→ **REQUIRED ACTION**
Your answer should be only the lines below from the one with "Note: mark the tangled" to the one with "Note: mark the green foliage", repeated exactly, ends included.

→ **DATA IN THIS EXERCISE**
━━━━━━━━━━

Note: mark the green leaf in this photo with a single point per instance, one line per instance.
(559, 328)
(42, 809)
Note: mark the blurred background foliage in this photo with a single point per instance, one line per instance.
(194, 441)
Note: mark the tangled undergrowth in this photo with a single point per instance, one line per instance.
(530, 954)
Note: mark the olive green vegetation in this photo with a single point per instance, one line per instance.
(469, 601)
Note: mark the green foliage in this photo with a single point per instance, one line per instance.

━━━━━━━━━━

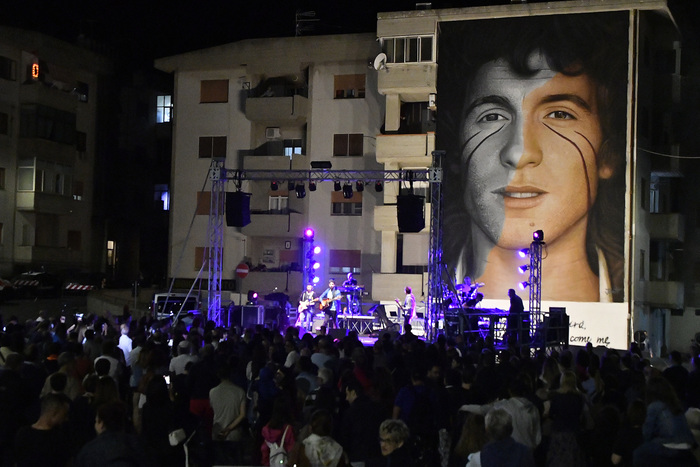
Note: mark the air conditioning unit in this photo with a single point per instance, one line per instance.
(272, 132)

━━━━━━━━━━

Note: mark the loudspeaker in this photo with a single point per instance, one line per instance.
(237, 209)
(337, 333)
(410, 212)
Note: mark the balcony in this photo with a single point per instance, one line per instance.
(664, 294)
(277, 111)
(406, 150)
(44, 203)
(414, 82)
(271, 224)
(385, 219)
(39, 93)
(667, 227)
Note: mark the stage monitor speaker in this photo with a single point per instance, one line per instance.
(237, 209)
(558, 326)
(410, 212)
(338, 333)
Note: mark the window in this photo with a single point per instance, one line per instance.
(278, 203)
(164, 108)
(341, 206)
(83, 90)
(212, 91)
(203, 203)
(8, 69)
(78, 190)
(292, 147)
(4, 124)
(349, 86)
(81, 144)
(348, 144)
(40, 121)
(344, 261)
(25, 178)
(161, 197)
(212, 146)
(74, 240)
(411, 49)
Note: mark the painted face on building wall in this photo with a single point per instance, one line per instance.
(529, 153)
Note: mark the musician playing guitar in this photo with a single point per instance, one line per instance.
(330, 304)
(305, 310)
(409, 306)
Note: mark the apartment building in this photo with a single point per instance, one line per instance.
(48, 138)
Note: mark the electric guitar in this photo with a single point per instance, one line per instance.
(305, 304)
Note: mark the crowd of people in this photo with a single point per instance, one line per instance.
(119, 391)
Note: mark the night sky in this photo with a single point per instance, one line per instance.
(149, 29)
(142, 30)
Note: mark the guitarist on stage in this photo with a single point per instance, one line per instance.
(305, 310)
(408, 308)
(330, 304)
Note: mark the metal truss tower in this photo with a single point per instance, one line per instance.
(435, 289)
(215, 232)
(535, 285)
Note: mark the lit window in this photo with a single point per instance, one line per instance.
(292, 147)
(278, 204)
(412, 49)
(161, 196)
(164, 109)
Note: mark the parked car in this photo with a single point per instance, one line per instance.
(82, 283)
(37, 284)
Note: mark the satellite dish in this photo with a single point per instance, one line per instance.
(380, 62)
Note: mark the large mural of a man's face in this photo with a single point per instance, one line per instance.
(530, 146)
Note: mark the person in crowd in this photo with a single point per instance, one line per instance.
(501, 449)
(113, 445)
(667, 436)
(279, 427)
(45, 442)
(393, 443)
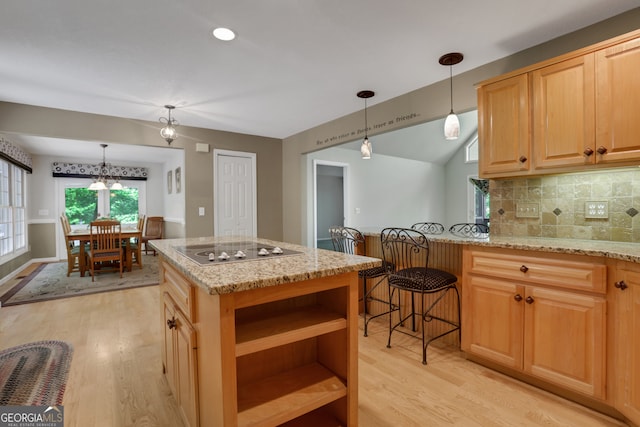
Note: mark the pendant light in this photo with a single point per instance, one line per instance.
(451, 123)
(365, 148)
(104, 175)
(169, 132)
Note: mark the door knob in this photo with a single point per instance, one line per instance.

━━━━━━━━━━

→ **EXERCISE RESPONSE**
Note: mark the tangled undergrowth in this photo with a single point per instance, one line per instance.
(530, 954)
Note: mark the olive green vegetation in this photo with a single point per instance, one line per instance.
(469, 601)
Note: mark the green foliage in this photo with a single point per instance, one line per instance.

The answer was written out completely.